* Excerpt provided *
Draft Grader: New York Giants

| 4 years ago

Draft Grader: New York Giants

Finally we have come to the end of our Draft Grader series and we’ve literally saved the best for last. By best, of course, we mean the Super Bowl Champions, and that means it’s time to hold the New York Giants’ 2008, 2009 and 2010 draft classes to account.

Every pick gets a grade between +2.0 and -2.0 (in 0.5 increments) that depends upon;

• Where they were drafted
• Their performance
• Their contribution (how many snaps their team got out of them)
• Other factors such as unforeseen injuries and conditions that could not have been accounted for

Let’s take a look at how the Giants drafted.  


+2.0: You’ve just found Tom Brady in the 6th round

With Eli Manning on the roster they needn’t worry.


+1.5: Getting much more than you bargained for!

Hakeem Nicks, WR (29th overall pick in 2009): The star of the 2009 class, Nicks has been everything the Giants hoped he would be and more. Nothing underlined this like his post season play, where he was a difference-maker on his way to picking up a first Super Bowl ring, collecting 445 yards and four touchdowns. Amassed a +32.5 over three years with the club.

Jason Pierre-Paul, DE (15th overall pick in 2010): The scariest thing about Pierre-Paul is he can get better by getting more consistent. Even with the room for improvement, he’s emerged as one of the league’s biggest difference makers, turning an awful lot of pressure into sacks, coming up with stops in the run game and even blocking a field goal when required. Already one of the best defensive ends in the NFL.


+1.0: The scouts nailed it!

Kenny Phillips, S (31st overall pick in 2008): With Phillips not playing all that much in his first two years (719 snaps combined) he kind of fell off the radar, not getting the kind of attention most first round picks do after a bad injury. It’s a shame because over the last two years Phillips has established himself as one of league’s most reliable safeties. His +18.9 grade over that period is a testament to that.

Mario Manningham, WR (95th overall pick in 2008): Manningham may never have established himself as a true starter for the Giants, but he’s made plays. 28 forced missed tackles over 2009 and 2010 show what he is capable of, while his Super Bowl catch will live long in the memory of all who watched it. Good value in the third round.


+0.5: Never hurts to find a solid contributor

Jonathan Goff, LB (165th overall pick in 2008): What do you expect out of a fifth round pick? Goff hardly played his first two years, before earning a starting spot as a two down linebacker in 2010. Whilst something of a liability in coverage, Goff exceeded expectations with a +14.5 run defense grade. Injury cost him a starting spot and likely his Giants career but this was a productive fifth round pick.

* Location labeling rows *

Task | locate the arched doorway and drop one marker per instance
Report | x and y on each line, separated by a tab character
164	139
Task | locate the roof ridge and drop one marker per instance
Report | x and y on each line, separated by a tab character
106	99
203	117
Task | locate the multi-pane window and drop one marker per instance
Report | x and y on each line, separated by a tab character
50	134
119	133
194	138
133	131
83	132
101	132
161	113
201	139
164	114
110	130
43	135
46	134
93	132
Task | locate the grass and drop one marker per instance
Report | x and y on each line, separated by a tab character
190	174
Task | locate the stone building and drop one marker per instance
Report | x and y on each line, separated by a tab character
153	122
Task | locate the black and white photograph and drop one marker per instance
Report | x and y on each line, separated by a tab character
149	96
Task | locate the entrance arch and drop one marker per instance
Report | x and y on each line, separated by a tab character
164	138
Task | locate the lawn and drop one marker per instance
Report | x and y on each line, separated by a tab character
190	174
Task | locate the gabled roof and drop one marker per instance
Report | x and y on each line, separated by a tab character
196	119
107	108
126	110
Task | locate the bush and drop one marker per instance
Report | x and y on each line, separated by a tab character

* Work to do *
Write out the part of the Giants draft article that starts at "Every pick gets" and ends at "the Giants drafted.". Rely solely on the Giants draft article.

* Finished task *
Every pick gets a grade between +2.0 and -2.0 (in 0.5 increments) that depends upon;

• Where they were drafted
• Their performance
• Their contribution (how many snaps their team got out of them)
• Other factors such as unforeseen injuries and conditions that could not have been accounted for

Let’s take a look at how the Giants drafted.